Goal — Reproduce word for word the lines of the records that run from the line containing "Reviewer note: every instance of the double-hung" through the end of the records, including both ends.

A run of records —
((

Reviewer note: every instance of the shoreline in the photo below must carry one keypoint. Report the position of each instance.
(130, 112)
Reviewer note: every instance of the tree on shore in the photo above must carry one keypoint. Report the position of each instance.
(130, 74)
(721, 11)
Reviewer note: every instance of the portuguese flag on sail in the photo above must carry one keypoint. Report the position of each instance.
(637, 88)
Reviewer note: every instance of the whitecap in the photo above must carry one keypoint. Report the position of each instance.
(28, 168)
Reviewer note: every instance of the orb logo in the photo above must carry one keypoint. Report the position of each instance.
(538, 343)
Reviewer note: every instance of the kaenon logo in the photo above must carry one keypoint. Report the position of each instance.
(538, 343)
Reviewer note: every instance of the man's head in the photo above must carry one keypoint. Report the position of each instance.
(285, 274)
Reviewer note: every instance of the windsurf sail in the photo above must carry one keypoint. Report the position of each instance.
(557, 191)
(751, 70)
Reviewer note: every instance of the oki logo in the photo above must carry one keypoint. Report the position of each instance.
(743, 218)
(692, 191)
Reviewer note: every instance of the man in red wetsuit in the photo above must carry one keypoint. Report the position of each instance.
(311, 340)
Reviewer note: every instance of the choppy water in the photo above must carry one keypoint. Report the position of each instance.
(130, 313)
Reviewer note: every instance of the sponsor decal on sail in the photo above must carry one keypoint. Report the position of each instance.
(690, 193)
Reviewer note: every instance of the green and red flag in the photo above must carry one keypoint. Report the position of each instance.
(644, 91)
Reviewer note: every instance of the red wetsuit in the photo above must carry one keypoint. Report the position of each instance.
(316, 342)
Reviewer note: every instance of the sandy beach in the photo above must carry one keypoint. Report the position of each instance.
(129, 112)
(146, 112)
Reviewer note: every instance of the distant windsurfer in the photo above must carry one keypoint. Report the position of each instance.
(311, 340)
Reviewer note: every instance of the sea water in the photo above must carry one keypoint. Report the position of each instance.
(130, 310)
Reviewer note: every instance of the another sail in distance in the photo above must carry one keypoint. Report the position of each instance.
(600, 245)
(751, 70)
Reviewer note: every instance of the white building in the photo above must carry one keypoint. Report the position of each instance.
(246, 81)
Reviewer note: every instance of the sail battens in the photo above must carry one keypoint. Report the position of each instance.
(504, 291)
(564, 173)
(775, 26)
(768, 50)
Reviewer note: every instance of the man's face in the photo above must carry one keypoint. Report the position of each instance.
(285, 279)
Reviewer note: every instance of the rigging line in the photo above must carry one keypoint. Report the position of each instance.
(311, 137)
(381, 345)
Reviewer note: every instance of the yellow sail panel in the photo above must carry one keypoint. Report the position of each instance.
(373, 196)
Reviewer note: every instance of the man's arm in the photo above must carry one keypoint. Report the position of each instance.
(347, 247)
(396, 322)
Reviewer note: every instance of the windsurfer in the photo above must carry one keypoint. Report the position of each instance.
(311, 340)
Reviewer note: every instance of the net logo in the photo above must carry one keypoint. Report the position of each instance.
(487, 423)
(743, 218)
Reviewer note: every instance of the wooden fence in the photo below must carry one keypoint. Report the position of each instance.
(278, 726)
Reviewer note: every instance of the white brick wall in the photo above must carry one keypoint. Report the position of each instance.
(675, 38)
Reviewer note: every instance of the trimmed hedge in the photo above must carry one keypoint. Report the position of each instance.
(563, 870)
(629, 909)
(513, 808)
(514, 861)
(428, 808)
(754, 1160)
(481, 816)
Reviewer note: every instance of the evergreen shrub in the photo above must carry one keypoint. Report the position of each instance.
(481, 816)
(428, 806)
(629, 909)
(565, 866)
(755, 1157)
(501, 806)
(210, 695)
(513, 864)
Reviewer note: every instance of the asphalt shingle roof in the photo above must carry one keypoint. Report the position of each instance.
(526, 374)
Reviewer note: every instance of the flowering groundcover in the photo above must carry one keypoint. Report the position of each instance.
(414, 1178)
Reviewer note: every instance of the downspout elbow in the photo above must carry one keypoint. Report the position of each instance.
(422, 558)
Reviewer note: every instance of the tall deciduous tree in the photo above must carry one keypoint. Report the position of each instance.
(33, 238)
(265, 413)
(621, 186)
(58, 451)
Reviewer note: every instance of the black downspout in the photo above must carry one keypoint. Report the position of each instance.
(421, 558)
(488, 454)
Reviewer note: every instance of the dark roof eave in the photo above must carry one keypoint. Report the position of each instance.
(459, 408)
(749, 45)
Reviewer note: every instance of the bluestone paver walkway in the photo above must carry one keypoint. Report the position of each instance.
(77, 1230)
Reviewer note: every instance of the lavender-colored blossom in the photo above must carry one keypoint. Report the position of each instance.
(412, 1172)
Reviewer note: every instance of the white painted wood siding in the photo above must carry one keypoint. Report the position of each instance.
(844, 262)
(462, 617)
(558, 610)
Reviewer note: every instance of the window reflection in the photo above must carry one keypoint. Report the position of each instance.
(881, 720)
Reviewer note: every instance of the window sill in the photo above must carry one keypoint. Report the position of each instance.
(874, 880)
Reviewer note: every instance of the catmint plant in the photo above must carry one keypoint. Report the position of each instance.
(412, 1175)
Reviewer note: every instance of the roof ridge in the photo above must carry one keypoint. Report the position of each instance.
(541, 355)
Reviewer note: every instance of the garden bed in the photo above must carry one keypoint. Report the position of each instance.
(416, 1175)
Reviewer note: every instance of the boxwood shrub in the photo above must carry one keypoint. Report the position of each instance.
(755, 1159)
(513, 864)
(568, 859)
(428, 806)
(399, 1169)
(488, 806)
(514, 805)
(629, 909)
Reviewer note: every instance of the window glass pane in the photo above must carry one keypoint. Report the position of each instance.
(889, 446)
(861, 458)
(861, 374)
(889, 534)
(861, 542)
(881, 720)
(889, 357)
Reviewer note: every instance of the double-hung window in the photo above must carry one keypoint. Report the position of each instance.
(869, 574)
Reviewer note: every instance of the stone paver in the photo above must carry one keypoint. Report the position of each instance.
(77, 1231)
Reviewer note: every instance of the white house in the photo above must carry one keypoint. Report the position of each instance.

))

Finished answer —
Reviewer note: every instance of the double-hung window in the photo above must carry one keypoint. Report the position of each instance.
(869, 574)
Reviewer note: every instance of the stone paver in the photo above must carry one keypoint. Report the position of each instance.
(77, 1231)
Reviewer note: every instance of the white house in the photo above must carry one keypoint. Report the position of each instance.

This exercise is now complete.